**Written task 1:**
List every year that the Huandoy Sur report gives for an earlier team's attempt on, or ascent of, the south face of Huandoy Sur.
**Written task 2:**
From the Huandoy Sur report, extract the passage starting at "Ruchkin, a highly" and ending at "Italians in 1975.".
**Written task 3:**
Answer these questions from the Huandoy Sur report.
(a) What height does the report give for Huandoy Sur?
(b) Who guided the rescue team from Peru Expeditions?
(c) To which home town should the two climbers be repatriated?
╭─ Text to read
On the 2nd September, several days after Vyacheslav 'Slava' Ivanov and Alexander Ruchkin had made their last communication by satellite phone to Russia, a rescue team from Peru Expeditions, guided by Eric Raul Albino Lliuya, found their bodies on the lower part of the face at ca 5,300m

The following day they recovered them to the glacier below the face, from where they should be repatriated to their home town, St Petersburg.

Ruchkin, a highly accomplished big wall climber, had come to Peru with the expressed intention of establishing a new line on the ca 800m south face of Huandoy Sur (6,160m), one of the most daunting faces in the Cordillera Blanca.

In 1968 this face was the objective of Don Whillians and team, who found the rock unjustifiably dangerous. Another British team met similar problems in 1974, as did Italians in 1975.

However, in 1976 it was climbed by three routes: the first by Japanese climbers who took a direct line near the centre up an overhanging pillar, then Italians who followed the Japanese line partway before traversing left onto the main rock wall, and finally René Desmaison and team, who made a direct ascent of the main wall.

All three climbs were prolonged and extremely hard siege ascents with much aid climbing on unstable, vertical to overhanging granite.

The Desmaison-Faivre-Ottmann-Salomon route had to wait until 1997 for a second ascent, when it was repeated by the French Jérôme Blanc-Gras and Yannick Graziani (800m: 5+ and New Wave A2+).

It is thought Ivanov and Ruchkin began climbing on or around the 20th August, reaching 5,300m that night.

Next day they climbed six mixed pitches, and on the 22nd three more rope lengths to bivouac at 5,552m

On the 24th they still seemed to be bivouacked in the same place, Ruchkin communicating that the day before they had climbed only 20m, finding themselves in a blind alley from which they were forced to retreat.

The following day, on their third attempt, they managed only 30m, and on the 26th another 60m to a bivouac at 5,640m.

Next day they tried to force a way through crackless yet rotten rock but after five hours and only 25m they realized it was a lost cause - it would need skyhooks and bolts, neither of which they appear to have carried.

The indication now is that having been on the face for more or less a week, they decided to descend, and from then on contact was lost.

Just what caused the ensuing accident is unknown: an error during the descent; a rockfall?.
╰─
╭─ Data shown
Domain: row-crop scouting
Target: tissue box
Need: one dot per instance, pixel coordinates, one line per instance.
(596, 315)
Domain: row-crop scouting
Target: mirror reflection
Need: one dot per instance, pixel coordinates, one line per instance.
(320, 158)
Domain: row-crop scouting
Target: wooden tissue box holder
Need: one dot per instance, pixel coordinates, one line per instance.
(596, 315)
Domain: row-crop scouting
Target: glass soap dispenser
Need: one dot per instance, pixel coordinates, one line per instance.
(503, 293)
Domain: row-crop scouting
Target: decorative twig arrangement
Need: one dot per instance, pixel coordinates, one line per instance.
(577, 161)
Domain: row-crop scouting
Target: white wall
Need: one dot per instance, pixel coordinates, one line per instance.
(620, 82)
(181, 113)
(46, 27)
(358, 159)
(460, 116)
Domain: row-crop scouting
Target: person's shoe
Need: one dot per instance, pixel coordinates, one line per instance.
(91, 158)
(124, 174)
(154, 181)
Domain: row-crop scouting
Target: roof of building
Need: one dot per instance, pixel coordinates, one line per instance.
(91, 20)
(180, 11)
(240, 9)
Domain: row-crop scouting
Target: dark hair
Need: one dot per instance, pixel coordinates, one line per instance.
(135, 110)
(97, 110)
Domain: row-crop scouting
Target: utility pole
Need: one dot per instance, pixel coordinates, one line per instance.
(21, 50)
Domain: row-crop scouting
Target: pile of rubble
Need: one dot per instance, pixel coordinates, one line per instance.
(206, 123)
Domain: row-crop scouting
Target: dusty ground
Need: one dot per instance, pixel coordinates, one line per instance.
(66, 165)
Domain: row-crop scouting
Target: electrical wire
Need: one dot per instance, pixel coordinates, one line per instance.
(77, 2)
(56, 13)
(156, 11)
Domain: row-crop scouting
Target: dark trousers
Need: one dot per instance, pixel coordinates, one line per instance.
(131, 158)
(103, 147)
╰─
**Exercise solution 1:**
1968, 1974, 1975, 1976, 1997

**Exercise solution 2:**
Ruchkin, a highly accomplished big wall climber, had come to Peru with the expressed intention of establishing a new line on the ca 800m south face of Huandoy Sur (6,160m), one of the most daunting faces in the Cordillera Blanca.

In 1968 this face was the objective of Don Whillians and team, who found the rock unjustifiably dangerous. Another British team met similar problems in 1974, as did Italians in 1975.

**Exercise solution 3:**
(a) 6,160m
(b) Eric Raul Albino Lliuya
(c) St Petersburg